Transcribe verbatim every line of the records from the one containing "Does the above image contain any swirl" down to the one containing "354;240;500;425", including both.

━━━ AVAILABLE RECORDS ━━━

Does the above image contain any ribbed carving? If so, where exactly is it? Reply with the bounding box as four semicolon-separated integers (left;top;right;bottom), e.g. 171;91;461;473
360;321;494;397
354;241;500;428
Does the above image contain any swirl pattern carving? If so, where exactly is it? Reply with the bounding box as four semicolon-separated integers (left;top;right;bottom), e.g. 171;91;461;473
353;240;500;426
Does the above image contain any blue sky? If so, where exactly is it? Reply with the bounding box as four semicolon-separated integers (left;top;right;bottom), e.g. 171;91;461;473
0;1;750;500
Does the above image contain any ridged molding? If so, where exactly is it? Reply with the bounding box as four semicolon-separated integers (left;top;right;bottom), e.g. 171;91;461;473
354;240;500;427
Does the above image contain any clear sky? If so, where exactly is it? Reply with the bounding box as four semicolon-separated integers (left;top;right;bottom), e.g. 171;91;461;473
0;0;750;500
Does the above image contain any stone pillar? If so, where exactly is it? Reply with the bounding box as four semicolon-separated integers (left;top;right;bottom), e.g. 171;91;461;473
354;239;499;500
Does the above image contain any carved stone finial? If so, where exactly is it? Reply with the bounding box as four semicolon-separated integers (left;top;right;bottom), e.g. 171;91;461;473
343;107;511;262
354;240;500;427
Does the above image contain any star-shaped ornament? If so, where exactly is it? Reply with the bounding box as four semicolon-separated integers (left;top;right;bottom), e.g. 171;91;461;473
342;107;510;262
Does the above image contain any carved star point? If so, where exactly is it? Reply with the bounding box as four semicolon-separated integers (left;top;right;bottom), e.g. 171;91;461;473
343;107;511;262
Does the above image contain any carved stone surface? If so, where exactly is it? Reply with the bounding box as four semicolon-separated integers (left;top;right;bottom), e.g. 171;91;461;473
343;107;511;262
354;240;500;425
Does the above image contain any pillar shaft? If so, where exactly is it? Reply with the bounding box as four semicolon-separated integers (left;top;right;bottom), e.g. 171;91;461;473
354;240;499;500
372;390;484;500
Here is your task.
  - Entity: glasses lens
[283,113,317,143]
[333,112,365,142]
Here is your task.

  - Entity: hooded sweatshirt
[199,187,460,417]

━━━

- FINAL ANSWER:
Does the above image contain any swirl pattern carving? If so, where exactly is it? Reply with the bounding box as four semicolon-separated integers (left;top;right;bottom), e.g. 171;91;461;473
353;240;500;426
Does the above image contain any blue sky? If so, where exactly is it? Reply with the bounding box as four semicolon-separated integers (left;top;right;bottom), e.g. 171;91;461;473
0;1;750;500
Does the above image contain any ridged molding? If so, where exactly is it? Reply with the bounding box as four semicolon-separated integers (left;top;right;bottom), e.g. 171;91;461;473
354;240;500;427
Does the above image contain any clear sky? If so, where exactly is it? Reply with the bounding box as four semicolon-separated integers (left;top;right;bottom), e.g. 171;91;461;473
0;0;750;500
Does the above image contain any stone pillar? If so, where exactly is it? Reply with the bounding box as four semicolon-separated integers (left;top;right;bottom), e.g. 171;91;461;473
354;239;499;500
Does the above image contain any carved stone finial? If so, where exactly is it? Reply with the bounding box as four semicolon-separated integers (left;top;right;bottom), e.g. 171;91;461;473
343;107;511;262
354;240;500;427
Does the above image contain any star-shaped ornament? If so, where exactly is it? Reply with the bounding box as four semicolon-separated integers (left;top;right;bottom), e.g. 171;91;461;473
342;107;510;262
Does the above image contain any carved star point? If so, where exactly is it? Reply with the bounding box as four semicolon-separated integers (left;top;right;bottom), e.g. 171;91;461;473
343;107;511;262
Does the above image contain any carved stone surface? If so, where exactly is it? Reply with the bounding box as four semicolon-separated integers (left;top;right;bottom), e.g. 171;91;461;473
343;107;511;262
354;240;500;425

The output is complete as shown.